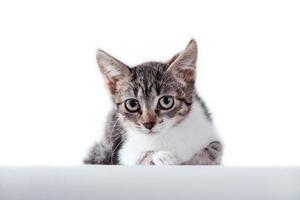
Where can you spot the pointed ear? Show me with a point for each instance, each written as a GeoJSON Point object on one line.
{"type": "Point", "coordinates": [112, 69]}
{"type": "Point", "coordinates": [183, 65]}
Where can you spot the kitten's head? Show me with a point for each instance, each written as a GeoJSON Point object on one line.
{"type": "Point", "coordinates": [152, 97]}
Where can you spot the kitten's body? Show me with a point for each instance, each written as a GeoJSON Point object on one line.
{"type": "Point", "coordinates": [195, 132]}
{"type": "Point", "coordinates": [181, 134]}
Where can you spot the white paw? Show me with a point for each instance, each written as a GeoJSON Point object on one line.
{"type": "Point", "coordinates": [164, 158]}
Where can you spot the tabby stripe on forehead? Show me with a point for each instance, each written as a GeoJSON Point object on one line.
{"type": "Point", "coordinates": [185, 101]}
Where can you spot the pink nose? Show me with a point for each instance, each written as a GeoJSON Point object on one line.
{"type": "Point", "coordinates": [149, 125]}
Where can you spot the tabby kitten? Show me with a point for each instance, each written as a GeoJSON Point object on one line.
{"type": "Point", "coordinates": [157, 118]}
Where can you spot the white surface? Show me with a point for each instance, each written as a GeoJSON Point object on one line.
{"type": "Point", "coordinates": [101, 182]}
{"type": "Point", "coordinates": [52, 98]}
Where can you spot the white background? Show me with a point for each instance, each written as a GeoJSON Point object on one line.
{"type": "Point", "coordinates": [53, 102]}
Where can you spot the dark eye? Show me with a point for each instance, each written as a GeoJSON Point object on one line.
{"type": "Point", "coordinates": [166, 102]}
{"type": "Point", "coordinates": [132, 105]}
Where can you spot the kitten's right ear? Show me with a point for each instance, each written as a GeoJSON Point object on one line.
{"type": "Point", "coordinates": [112, 69]}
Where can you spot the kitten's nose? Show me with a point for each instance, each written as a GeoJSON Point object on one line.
{"type": "Point", "coordinates": [149, 125]}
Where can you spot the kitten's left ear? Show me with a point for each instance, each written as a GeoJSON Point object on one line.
{"type": "Point", "coordinates": [112, 69]}
{"type": "Point", "coordinates": [183, 65]}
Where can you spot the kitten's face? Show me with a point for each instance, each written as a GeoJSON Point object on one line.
{"type": "Point", "coordinates": [152, 97]}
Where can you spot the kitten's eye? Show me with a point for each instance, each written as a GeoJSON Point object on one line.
{"type": "Point", "coordinates": [166, 102]}
{"type": "Point", "coordinates": [132, 105]}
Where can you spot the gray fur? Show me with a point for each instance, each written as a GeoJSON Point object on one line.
{"type": "Point", "coordinates": [144, 82]}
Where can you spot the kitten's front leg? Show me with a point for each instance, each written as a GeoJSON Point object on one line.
{"type": "Point", "coordinates": [210, 155]}
{"type": "Point", "coordinates": [157, 158]}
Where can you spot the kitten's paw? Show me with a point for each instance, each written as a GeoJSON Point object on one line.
{"type": "Point", "coordinates": [157, 158]}
{"type": "Point", "coordinates": [163, 158]}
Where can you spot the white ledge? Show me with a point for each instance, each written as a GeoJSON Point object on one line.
{"type": "Point", "coordinates": [141, 182]}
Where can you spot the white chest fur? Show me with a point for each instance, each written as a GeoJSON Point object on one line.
{"type": "Point", "coordinates": [184, 140]}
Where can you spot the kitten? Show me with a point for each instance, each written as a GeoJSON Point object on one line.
{"type": "Point", "coordinates": [157, 119]}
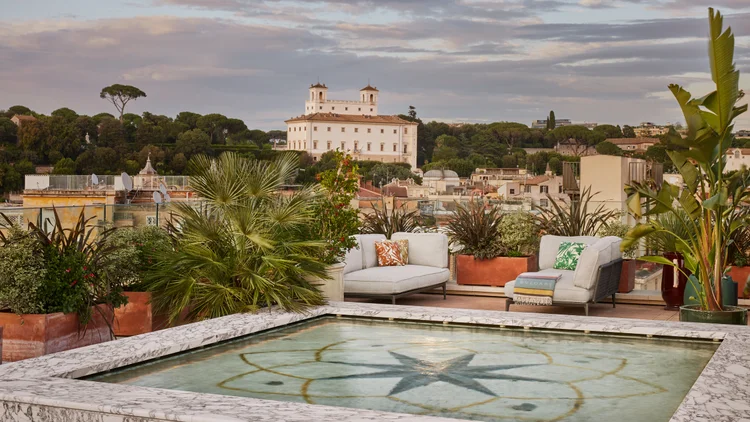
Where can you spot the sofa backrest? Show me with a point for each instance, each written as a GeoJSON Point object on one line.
{"type": "Point", "coordinates": [601, 252]}
{"type": "Point", "coordinates": [550, 244]}
{"type": "Point", "coordinates": [428, 249]}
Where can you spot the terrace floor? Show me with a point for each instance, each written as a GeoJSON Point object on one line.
{"type": "Point", "coordinates": [649, 312]}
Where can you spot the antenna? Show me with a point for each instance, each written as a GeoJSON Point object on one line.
{"type": "Point", "coordinates": [127, 182]}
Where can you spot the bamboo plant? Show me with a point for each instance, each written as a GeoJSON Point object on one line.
{"type": "Point", "coordinates": [710, 198]}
□ □ □
Rewrite every line of the records above, replacing "spot" with "find" wherever it appears and changing nothing else. Leave out the pictures.

◆ **WORKED SOLUTION**
Where can you find the pointed ear? Show me with a point for each instance, each written as a GeoJSON Point object on one line.
{"type": "Point", "coordinates": [112, 69]}
{"type": "Point", "coordinates": [183, 65]}
Where can you find the kitten's head? Show me with a point for each instance, each written as a GeoJSON Point object on one line.
{"type": "Point", "coordinates": [152, 97]}
Where can you find the kitten's body? Show me with a point for each instance, each written as a GeoJSON Point object on one line.
{"type": "Point", "coordinates": [195, 132]}
{"type": "Point", "coordinates": [181, 134]}
Where can you find the white paw? Show me with a point for each instance, each written as a GeoJSON Point object on one line.
{"type": "Point", "coordinates": [164, 158]}
Where can you find the tabby stripe on forehead? Show me with a point for each instance, each written as a GeoJSON Point object on one line.
{"type": "Point", "coordinates": [185, 101]}
Where can you find the pink nose? Show me with a point for each instance, each written as a GeoJSON Point object on one line.
{"type": "Point", "coordinates": [149, 125]}
Where can you find the tabby kitten? Show me with a point for each instance, each written as a GeoJSON Point object on one line.
{"type": "Point", "coordinates": [157, 118]}
Where can you find the white surface? Show me with a point for each instance, each written as a GeoJSON Point object on one line.
{"type": "Point", "coordinates": [101, 182]}
{"type": "Point", "coordinates": [52, 98]}
Where can you find the white background? Show me with a point for each instance, each written as a GeoJSON Point object on one line.
{"type": "Point", "coordinates": [53, 102]}
Where can you find the dark eye? Show me with a point for each instance, each written as a GeoJSON Point object on one line.
{"type": "Point", "coordinates": [166, 102]}
{"type": "Point", "coordinates": [132, 105]}
Where can you find the kitten's right ear? Show me with a point for each instance, each written as a GeoJSON Point object on one line.
{"type": "Point", "coordinates": [112, 69]}
Where can you find the kitten's nose? Show me with a point for each instance, each written as a GeoJSON Point object on one line.
{"type": "Point", "coordinates": [149, 125]}
Where can you find the kitten's left ear? Show me with a point for each instance, each written as a GeoJSON Point object on one line.
{"type": "Point", "coordinates": [112, 69]}
{"type": "Point", "coordinates": [183, 65]}
Where can you find the kitten's face? Show me with a point for each instance, each written as a GeoJSON Point object on one line.
{"type": "Point", "coordinates": [152, 97]}
Where can you find the kitten's eye? Show me with a point for each instance, each written as a GeoJSON Point object on one line.
{"type": "Point", "coordinates": [166, 102]}
{"type": "Point", "coordinates": [132, 105]}
Where can you find the gray fur? Show me with a point for each instance, each written as a GeoJSON Point object on one line.
{"type": "Point", "coordinates": [144, 82]}
Where can you find the kitten's front leg? Show me with a point for each instance, each written as a GeoJSON Point object on one line.
{"type": "Point", "coordinates": [210, 155]}
{"type": "Point", "coordinates": [157, 158]}
Where can you find the kitten's paw? Show me with a point for each instance, each written as a GeoJSON Point object on one line.
{"type": "Point", "coordinates": [157, 158]}
{"type": "Point", "coordinates": [163, 158]}
Where can you find the white ledge? Show me with a point for each instance, each written as a GeoJSON Point object on one line.
{"type": "Point", "coordinates": [141, 182]}
Where can you find the white chest fur? Show me with a point for each instance, each written as a GeoJSON Point object on one line.
{"type": "Point", "coordinates": [184, 140]}
Where can you find the kitten? Show me with a point for each instance, each written as a GeoJSON Point object on one line.
{"type": "Point", "coordinates": [157, 119]}
Where can you find the sofa backrest? Show me with a point for each instance, each written as a GeoJSON Point object on one line.
{"type": "Point", "coordinates": [601, 252]}
{"type": "Point", "coordinates": [550, 244]}
{"type": "Point", "coordinates": [428, 249]}
Where can you find the terrace floor? Show me with a point for each instance, each written as a GeoJSON Point object on one line.
{"type": "Point", "coordinates": [649, 312]}
Where can you find the antenna? Show me with a point for each instance, each written as a GeoJSON Point object on one line.
{"type": "Point", "coordinates": [127, 182]}
Where can you find the bamboo plant? Show me with a point for each instance, each written as a GeoJSON Point object on one line.
{"type": "Point", "coordinates": [710, 198]}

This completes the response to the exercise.